EXERCISE BRIEF
Find each line in the records below that contains the word "pole", and copy those lines out in full.

EXERCISE INPUT
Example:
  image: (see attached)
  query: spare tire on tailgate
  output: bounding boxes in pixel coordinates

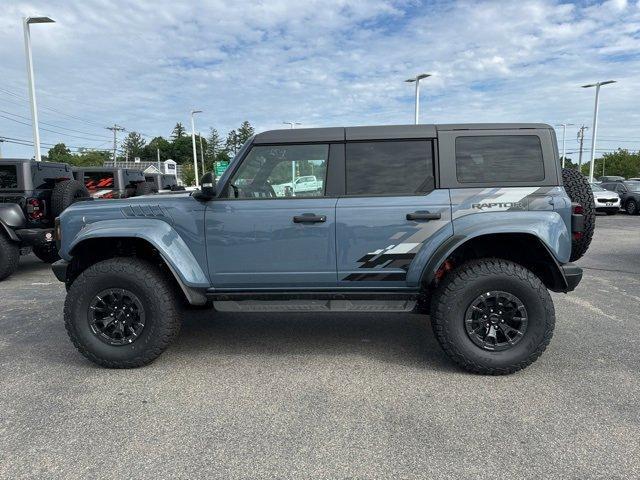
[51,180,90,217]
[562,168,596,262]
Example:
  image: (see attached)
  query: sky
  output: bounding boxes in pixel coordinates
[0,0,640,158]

==

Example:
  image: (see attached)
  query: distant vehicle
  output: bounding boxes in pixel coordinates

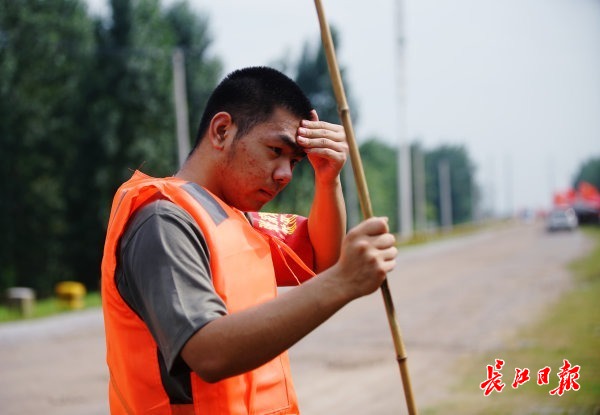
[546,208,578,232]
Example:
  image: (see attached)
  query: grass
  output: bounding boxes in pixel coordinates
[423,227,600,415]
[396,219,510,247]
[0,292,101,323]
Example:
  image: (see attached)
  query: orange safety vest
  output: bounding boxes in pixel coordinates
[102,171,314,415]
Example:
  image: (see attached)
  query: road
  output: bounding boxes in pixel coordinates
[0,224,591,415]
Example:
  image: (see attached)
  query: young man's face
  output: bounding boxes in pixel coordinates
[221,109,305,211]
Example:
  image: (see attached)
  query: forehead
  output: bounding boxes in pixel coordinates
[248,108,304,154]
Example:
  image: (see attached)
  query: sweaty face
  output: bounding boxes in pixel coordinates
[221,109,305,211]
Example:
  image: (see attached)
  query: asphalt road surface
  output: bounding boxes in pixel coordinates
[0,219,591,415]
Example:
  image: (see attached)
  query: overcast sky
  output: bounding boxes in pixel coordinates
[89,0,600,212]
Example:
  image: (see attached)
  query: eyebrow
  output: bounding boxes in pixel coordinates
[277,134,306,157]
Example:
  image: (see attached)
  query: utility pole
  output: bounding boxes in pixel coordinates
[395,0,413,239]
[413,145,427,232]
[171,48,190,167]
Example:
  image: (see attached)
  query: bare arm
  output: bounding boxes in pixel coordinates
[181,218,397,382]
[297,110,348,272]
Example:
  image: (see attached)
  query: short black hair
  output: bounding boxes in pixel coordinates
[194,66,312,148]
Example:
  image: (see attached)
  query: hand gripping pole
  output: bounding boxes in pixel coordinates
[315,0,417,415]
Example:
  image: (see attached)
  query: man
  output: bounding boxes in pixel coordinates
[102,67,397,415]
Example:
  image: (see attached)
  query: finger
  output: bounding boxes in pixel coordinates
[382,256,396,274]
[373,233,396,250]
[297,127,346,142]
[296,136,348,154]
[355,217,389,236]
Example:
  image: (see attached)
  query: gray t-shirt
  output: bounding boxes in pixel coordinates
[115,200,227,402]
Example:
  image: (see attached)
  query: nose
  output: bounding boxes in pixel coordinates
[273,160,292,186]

WRITTEN ANSWER
  query: utility pole
  query: hand gripping pole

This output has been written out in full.